**TASK TO COMPLETE:** Copy the lines of the material from the one containing "sel: overcast sky" through the one containing "[374,0,420,184]", both included, word for word.

**EXERCISE DATA:**

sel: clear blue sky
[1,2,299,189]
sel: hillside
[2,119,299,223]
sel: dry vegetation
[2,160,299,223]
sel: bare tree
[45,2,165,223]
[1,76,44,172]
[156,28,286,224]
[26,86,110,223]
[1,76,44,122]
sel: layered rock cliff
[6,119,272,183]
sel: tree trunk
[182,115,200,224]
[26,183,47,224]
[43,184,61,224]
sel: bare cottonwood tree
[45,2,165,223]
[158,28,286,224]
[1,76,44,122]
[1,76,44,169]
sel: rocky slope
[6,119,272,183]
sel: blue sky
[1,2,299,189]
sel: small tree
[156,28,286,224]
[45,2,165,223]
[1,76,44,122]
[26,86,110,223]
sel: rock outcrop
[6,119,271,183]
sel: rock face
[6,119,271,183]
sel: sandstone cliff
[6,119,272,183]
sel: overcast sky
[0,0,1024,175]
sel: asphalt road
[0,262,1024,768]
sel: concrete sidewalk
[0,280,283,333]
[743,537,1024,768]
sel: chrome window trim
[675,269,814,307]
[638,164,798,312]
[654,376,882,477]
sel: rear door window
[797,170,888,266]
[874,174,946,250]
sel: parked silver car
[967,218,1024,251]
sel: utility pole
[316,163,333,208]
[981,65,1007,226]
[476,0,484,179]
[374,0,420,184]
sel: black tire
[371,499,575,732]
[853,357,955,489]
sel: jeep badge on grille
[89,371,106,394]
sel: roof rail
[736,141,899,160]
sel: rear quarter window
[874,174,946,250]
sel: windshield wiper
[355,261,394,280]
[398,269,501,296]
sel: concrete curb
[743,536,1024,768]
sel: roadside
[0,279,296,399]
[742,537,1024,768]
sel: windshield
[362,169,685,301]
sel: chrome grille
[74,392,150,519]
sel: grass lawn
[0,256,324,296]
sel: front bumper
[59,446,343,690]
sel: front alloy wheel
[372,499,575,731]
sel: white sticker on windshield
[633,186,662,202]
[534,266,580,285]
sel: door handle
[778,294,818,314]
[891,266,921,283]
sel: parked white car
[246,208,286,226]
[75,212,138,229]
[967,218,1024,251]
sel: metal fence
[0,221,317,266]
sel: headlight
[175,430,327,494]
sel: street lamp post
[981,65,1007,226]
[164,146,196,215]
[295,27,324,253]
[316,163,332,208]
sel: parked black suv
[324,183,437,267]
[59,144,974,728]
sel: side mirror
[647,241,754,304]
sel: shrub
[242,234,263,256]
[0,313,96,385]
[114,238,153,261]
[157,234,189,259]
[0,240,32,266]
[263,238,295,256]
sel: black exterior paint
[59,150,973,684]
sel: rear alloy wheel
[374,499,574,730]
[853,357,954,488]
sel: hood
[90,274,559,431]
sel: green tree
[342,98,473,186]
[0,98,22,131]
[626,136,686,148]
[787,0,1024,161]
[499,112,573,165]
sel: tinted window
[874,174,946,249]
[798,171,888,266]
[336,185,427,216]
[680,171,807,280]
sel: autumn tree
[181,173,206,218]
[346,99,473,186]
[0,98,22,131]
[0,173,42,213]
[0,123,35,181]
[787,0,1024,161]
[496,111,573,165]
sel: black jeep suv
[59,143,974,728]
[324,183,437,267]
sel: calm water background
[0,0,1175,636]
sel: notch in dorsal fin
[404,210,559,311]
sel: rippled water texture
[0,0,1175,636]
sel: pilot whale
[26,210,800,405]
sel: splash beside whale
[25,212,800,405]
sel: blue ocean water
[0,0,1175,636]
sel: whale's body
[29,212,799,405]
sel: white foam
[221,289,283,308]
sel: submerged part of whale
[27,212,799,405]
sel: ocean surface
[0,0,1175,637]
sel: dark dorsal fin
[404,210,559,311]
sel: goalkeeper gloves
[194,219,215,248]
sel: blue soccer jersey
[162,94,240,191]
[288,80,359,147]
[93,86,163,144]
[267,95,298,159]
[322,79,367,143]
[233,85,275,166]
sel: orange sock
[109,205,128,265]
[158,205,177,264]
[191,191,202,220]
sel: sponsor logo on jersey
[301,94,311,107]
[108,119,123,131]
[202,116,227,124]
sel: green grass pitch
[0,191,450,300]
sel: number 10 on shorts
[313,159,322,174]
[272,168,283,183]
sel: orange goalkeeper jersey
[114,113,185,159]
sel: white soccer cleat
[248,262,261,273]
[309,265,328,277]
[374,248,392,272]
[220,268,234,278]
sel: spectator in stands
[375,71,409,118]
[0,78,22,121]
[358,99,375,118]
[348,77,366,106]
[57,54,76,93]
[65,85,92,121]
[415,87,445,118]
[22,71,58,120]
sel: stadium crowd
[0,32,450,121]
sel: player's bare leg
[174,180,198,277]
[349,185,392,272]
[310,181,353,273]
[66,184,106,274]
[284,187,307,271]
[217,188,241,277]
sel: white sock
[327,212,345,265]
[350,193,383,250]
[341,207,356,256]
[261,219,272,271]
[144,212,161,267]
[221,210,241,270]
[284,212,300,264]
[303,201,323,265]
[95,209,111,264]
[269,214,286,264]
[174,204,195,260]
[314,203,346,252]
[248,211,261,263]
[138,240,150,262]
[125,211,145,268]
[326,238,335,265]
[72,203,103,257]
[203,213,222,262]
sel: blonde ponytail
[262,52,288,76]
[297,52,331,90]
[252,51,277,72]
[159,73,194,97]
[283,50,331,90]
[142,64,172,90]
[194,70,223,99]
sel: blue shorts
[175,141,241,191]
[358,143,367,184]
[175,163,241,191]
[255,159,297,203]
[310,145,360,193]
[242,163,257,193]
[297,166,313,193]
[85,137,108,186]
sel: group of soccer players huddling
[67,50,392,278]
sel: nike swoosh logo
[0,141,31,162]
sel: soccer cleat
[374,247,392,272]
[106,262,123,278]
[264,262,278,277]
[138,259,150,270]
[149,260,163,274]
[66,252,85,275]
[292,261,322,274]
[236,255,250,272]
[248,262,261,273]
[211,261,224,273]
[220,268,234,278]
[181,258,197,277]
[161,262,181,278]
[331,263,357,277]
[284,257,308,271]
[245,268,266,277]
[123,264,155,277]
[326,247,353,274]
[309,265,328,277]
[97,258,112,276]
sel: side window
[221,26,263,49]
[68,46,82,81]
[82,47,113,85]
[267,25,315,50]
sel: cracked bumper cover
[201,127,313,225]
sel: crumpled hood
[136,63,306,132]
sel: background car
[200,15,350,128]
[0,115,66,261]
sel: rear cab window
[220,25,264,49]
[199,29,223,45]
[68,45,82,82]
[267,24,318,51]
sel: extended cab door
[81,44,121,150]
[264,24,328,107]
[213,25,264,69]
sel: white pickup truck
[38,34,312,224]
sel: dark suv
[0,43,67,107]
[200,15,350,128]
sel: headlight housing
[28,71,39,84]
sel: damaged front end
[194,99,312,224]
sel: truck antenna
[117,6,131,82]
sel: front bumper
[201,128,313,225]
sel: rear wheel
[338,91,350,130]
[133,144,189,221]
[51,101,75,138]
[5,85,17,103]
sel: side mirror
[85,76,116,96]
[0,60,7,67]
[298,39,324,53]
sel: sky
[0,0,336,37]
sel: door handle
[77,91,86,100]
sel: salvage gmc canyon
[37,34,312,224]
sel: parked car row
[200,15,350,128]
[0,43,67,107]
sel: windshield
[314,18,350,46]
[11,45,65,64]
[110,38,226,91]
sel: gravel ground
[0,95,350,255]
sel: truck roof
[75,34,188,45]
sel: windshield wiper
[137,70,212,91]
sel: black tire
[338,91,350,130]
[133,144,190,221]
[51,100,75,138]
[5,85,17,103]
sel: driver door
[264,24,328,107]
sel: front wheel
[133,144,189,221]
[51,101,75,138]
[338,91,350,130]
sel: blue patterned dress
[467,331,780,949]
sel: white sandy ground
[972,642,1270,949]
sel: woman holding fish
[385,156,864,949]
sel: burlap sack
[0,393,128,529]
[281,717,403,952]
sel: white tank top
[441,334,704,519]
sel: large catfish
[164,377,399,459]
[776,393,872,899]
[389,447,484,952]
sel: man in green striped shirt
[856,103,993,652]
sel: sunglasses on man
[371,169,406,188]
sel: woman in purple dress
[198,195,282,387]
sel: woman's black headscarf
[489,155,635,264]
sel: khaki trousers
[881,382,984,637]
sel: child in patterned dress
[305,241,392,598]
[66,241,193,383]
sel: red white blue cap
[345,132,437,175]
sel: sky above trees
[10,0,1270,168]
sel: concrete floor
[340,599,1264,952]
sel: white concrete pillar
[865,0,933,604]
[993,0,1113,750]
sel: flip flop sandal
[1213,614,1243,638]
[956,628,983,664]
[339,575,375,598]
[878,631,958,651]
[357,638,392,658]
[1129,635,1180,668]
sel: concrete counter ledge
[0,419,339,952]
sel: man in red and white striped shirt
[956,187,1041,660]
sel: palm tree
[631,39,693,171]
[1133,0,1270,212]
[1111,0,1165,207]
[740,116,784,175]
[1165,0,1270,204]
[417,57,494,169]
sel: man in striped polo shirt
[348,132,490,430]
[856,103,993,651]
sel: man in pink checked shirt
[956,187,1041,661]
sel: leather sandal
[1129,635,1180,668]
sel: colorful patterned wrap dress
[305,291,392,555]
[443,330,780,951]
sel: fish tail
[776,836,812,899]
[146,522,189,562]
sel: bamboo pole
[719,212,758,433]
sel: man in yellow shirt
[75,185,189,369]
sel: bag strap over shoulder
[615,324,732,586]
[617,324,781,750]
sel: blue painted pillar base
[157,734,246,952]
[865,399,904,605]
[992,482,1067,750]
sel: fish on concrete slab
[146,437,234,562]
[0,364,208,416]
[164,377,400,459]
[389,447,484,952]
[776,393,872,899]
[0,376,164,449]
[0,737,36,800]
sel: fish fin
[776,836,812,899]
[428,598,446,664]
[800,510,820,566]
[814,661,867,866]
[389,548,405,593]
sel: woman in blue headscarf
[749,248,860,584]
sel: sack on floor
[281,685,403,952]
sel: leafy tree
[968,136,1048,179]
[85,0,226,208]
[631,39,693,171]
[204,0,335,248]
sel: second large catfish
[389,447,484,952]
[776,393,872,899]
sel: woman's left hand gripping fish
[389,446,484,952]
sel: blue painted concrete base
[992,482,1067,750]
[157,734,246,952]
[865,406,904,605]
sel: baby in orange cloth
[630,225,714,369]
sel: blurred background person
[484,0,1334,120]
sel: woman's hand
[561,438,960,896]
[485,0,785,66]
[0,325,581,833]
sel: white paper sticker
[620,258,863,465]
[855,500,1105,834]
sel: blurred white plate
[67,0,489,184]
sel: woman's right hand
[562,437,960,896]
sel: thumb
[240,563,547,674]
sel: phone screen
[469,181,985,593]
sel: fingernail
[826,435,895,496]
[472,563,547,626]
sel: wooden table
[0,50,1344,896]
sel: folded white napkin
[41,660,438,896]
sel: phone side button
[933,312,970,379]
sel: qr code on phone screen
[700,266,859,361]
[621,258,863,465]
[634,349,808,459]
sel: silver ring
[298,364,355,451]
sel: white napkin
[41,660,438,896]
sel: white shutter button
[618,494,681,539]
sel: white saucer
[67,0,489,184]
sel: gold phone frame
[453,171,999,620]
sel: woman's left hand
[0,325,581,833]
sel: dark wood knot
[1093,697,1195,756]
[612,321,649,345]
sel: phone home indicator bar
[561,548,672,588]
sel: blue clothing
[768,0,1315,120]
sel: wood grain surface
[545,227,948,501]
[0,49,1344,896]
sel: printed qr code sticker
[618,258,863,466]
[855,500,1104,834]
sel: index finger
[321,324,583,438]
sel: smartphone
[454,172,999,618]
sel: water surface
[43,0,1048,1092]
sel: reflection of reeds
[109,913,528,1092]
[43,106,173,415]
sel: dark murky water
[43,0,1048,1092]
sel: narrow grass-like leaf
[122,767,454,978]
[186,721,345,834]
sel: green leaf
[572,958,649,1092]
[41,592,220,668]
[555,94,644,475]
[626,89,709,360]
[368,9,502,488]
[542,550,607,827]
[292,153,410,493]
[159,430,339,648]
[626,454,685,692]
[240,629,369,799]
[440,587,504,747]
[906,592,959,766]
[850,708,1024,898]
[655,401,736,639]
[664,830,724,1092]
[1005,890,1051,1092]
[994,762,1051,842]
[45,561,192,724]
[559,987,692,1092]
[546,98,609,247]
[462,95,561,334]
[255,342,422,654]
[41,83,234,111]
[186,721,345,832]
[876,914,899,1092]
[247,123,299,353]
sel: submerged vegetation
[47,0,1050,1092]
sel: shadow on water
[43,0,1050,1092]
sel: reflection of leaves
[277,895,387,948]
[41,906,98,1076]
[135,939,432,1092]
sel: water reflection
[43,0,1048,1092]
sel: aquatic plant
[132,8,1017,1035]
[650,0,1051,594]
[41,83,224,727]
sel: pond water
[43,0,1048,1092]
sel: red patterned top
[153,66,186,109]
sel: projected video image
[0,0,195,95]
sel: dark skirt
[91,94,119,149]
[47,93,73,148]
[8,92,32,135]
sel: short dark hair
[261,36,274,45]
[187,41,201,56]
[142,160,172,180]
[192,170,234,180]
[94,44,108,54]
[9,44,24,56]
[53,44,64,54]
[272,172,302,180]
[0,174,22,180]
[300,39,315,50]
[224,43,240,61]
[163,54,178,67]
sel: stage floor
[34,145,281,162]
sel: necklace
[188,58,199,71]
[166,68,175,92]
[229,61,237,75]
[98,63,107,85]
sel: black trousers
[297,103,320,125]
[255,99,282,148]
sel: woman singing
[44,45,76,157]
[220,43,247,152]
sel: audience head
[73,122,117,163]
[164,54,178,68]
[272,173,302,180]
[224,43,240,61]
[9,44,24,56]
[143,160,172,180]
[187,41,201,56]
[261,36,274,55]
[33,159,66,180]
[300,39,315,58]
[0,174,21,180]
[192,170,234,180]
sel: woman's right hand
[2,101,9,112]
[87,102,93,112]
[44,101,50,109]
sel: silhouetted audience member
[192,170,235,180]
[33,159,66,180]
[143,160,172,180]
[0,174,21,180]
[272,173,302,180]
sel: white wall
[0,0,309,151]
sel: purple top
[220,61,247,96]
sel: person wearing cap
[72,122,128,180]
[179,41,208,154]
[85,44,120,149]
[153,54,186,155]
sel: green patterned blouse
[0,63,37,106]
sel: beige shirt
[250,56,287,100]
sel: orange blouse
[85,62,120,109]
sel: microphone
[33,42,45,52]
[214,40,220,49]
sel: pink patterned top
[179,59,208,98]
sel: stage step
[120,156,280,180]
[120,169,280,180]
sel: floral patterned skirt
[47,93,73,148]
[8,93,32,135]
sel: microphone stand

**WRITTEN RESPONSE:**
sel: overcast sky
[0,0,1024,175]
sel: asphalt road
[0,262,1024,768]
sel: concrete sidewalk
[0,280,283,333]
[743,537,1024,768]
sel: chrome window trim
[675,269,814,307]
[638,164,798,312]
[654,376,882,477]
sel: rear door window
[797,170,888,266]
[874,174,946,250]
sel: parked silver car
[967,218,1024,251]
sel: utility pole
[316,163,333,208]
[981,65,1007,226]
[476,0,484,179]
[374,0,420,184]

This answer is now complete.